**WHAT TO WORK ON:** Every line below that has the string "bicycle" needs to be copied.

**DATASET RECORDS:**
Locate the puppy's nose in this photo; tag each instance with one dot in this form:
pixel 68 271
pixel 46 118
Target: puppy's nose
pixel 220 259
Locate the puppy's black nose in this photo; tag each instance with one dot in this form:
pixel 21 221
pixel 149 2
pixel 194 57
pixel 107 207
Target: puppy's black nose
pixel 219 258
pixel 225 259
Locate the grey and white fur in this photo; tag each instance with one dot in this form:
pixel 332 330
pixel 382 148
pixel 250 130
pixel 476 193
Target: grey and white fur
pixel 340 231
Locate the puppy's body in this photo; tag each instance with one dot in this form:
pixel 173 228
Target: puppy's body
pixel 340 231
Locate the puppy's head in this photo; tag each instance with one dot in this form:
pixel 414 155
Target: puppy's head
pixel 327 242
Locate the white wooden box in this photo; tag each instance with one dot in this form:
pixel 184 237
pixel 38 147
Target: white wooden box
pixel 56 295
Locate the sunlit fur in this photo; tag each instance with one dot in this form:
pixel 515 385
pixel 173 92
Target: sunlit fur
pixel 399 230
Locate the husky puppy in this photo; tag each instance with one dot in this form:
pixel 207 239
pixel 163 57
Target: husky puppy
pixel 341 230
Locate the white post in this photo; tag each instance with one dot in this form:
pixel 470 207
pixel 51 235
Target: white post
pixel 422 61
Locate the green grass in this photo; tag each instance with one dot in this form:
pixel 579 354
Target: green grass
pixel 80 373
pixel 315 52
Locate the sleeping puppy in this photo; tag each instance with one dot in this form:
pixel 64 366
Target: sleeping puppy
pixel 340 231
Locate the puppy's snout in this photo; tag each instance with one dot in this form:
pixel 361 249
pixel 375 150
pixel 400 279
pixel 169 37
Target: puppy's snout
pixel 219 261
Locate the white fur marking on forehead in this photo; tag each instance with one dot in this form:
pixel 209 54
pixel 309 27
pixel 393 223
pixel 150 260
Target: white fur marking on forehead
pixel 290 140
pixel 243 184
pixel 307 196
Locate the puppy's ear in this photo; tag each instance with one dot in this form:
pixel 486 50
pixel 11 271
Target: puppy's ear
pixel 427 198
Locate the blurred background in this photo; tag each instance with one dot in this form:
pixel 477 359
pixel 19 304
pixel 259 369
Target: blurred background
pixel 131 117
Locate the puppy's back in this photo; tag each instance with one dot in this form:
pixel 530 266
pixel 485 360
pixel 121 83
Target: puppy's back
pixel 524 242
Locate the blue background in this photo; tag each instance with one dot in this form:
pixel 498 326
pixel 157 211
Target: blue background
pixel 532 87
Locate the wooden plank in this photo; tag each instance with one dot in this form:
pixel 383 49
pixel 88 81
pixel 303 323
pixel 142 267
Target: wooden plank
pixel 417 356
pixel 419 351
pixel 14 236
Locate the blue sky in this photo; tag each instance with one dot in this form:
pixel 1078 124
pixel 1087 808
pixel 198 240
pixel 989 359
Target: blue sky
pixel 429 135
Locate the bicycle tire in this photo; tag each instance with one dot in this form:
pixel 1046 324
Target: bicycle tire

**ANSWER AREA:**
Locate the bicycle tire in this photo; tag each instance with one dot in this form:
Target: bicycle tire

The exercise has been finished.